▶ **Problem requirements**
Please change every "rough mask" in the lines below to "coarse mask" and leave the rest of each line unchanged.
[Extracted material — start]
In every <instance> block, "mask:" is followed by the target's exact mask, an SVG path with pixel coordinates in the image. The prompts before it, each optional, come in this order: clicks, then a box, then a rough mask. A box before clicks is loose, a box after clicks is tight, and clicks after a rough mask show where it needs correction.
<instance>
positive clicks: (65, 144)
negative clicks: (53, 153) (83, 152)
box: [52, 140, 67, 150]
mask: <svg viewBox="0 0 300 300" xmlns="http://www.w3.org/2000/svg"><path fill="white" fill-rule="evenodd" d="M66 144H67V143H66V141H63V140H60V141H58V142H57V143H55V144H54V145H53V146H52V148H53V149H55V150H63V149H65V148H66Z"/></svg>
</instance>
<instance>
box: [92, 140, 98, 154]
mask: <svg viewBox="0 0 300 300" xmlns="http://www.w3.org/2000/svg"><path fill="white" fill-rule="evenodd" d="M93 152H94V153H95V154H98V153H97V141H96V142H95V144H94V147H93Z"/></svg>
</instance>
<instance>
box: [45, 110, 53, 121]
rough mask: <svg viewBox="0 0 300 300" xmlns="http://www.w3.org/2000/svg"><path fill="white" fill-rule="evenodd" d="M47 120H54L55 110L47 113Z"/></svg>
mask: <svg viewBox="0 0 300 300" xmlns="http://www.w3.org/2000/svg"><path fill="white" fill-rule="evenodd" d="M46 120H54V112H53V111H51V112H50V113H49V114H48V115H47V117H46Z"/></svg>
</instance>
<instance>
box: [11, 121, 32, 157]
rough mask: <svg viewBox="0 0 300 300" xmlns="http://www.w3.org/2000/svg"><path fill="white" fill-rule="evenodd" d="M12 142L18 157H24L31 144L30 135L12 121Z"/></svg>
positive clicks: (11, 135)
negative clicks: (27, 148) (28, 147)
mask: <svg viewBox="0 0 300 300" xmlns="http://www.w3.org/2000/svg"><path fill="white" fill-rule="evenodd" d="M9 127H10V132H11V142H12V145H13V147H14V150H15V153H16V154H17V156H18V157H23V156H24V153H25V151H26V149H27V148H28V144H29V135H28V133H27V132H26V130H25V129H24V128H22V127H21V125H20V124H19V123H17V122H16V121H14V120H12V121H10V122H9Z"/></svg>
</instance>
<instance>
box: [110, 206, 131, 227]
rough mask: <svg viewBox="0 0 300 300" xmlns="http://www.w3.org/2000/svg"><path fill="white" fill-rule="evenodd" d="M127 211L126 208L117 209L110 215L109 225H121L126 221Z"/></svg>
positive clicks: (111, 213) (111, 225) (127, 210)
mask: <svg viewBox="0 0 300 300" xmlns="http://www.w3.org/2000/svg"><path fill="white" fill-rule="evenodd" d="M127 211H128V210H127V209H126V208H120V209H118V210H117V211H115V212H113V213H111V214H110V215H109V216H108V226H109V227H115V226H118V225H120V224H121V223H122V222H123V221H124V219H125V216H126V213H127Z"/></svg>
[Extracted material — finish]
▶ **Exercise output**
In every <instance> block, "mask:" is followed by the target's exact mask, an SVG path with pixel coordinates in the image. The prompts before it, each optional, come in this order: clicks, then a box, then a coarse mask. A box before clicks is loose, a box after clicks is tight, and clicks after a coarse mask show where it needs correction.
<instance>
positive clicks: (65, 144)
negative clicks: (53, 153) (83, 152)
box: [52, 140, 67, 150]
mask: <svg viewBox="0 0 300 300" xmlns="http://www.w3.org/2000/svg"><path fill="white" fill-rule="evenodd" d="M66 144H67V143H66V141H63V140H60V141H58V142H57V143H55V144H54V145H53V146H52V148H53V149H55V150H63V149H65V148H66Z"/></svg>
</instance>
<instance>
box: [92, 140, 98, 154]
mask: <svg viewBox="0 0 300 300" xmlns="http://www.w3.org/2000/svg"><path fill="white" fill-rule="evenodd" d="M93 152H94V153H95V154H98V153H97V141H96V142H95V144H94V147H93Z"/></svg>
</instance>
<instance>
box: [45, 110, 53, 121]
coarse mask: <svg viewBox="0 0 300 300" xmlns="http://www.w3.org/2000/svg"><path fill="white" fill-rule="evenodd" d="M47 120H54L55 110L47 113Z"/></svg>
mask: <svg viewBox="0 0 300 300" xmlns="http://www.w3.org/2000/svg"><path fill="white" fill-rule="evenodd" d="M46 120H54V112H53V111H51V112H50V113H49V114H48V115H47V117H46Z"/></svg>
</instance>
<instance>
box: [11, 121, 32, 157]
coarse mask: <svg viewBox="0 0 300 300" xmlns="http://www.w3.org/2000/svg"><path fill="white" fill-rule="evenodd" d="M12 142L18 157H24L31 144L30 135L12 121Z"/></svg>
positive clicks: (11, 135)
negative clicks: (27, 148) (28, 147)
mask: <svg viewBox="0 0 300 300" xmlns="http://www.w3.org/2000/svg"><path fill="white" fill-rule="evenodd" d="M9 127H10V132H11V142H12V145H13V147H14V150H15V153H16V154H17V156H18V157H23V156H24V153H25V151H26V149H27V148H28V144H29V135H28V133H27V132H26V130H25V129H24V128H22V127H21V125H20V124H19V123H17V122H16V121H14V120H12V121H10V122H9Z"/></svg>
</instance>
<instance>
box: [110, 206, 131, 227]
coarse mask: <svg viewBox="0 0 300 300" xmlns="http://www.w3.org/2000/svg"><path fill="white" fill-rule="evenodd" d="M127 211L126 208L117 209L110 215L109 225H121L126 221Z"/></svg>
positive clicks: (111, 213) (111, 225) (127, 210)
mask: <svg viewBox="0 0 300 300" xmlns="http://www.w3.org/2000/svg"><path fill="white" fill-rule="evenodd" d="M127 211H128V210H127V209H126V208H120V209H118V210H117V211H115V212H113V213H111V214H110V215H109V216H108V226H109V227H115V226H118V225H120V224H121V223H122V222H123V221H124V219H125V216H126V213H127Z"/></svg>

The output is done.